[[ Provided text, beginning ]]

CLEVELAND — On the last day of early voting in Ohio, oncologist Paul Hergenroeder pulled his Prius into the parking lot of a senior high rise to give Walter A. Brown a lift to the polls.
Hergenroeder and Brown don’t live far apart, but the doctor is in a rapidly gentrifying neighborhood while the retired sanitation worker’s building, called Scranton Castle, is part of public housing. Someone stole Brown’s car a few months back, so while he uses his walker to get to the grocery store, no way could he make it a few miles to the Board of Elections building — the only early-voting location for Cuyahoga County’s 1.2 million residents.
And he wanted to vote early because he’s about to have cataract surgery. “My eyes are not that good,” he said, “but I’ll do the best I can.”
When Hergenroeder picked him up — as one of 140 drivers deployed by a new nonpartisan group, VoterDrive — Brown still wasn’t sure how he’d mark his ballot. “Going to try to vote for the best man” was how he put it.
A long queue greeted them as they pulled up to East 30th Street and Euclid Avenue. But then a police officer directing traffic told Hergenroeder to bust a U-turn; another moved cones so he could ease the Prius into a “handicapped entrance only.”

[[ Provided text, end ]]
[[ Material provided, beginning ]]

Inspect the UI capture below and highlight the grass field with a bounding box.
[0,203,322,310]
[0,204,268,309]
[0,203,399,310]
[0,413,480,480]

[[ Material provided, end ]]

Tasks to carry out>
A - In the article on early voting in Cleveland, why did Brown want to vote early?
B - For each statement, say yes or no according to the article on early voting in Cleveland, and quote the words that decide it. (i) The Board of Elections building was the only early-voting site for Cuyahoga County. (ii) Hergenroeder lives in public housing. (iii) VoterDrive deployed 140 drivers.
C - Extend the article on early voting in Cleveland beyond its last sentence.
The data have nothing to do with this work.

Outputs by task>
A - He is about to have cataract surgery.

B -
(i) Yes: "the only early-voting location for Cuyahoga County’s 1.2 million residents"
(ii) No: "the doctor is in a rapidly gentrifying neighborhood"
(iii) Yes: "as one of 140 drivers deployed by a new nonpartisan group, VoterDrive"

C -
“God, Walter, you get VIP status,” Hergenroeder joked with Brown. “Wish I had you when I came.”
Both men passed the required temperature check and were whisked into the Accessible Voting Area. “He has fuzzy eyes,” the doctor told a poll worker. She ran through Brown’s options: a large print ballot; headphones to hear the candidates’ names, or someone to read the ballot aloud.
Brown picked #3. “We have to have one of each party — a Democrat and a Republican — read the ballot to you,” the worker explained. “They will even color in the circles for you once you say who you want.”
Within minutes, he was done. And who was the best man? “I voted for the Democrat,” Brown said. “I figured we needed a change of pace.”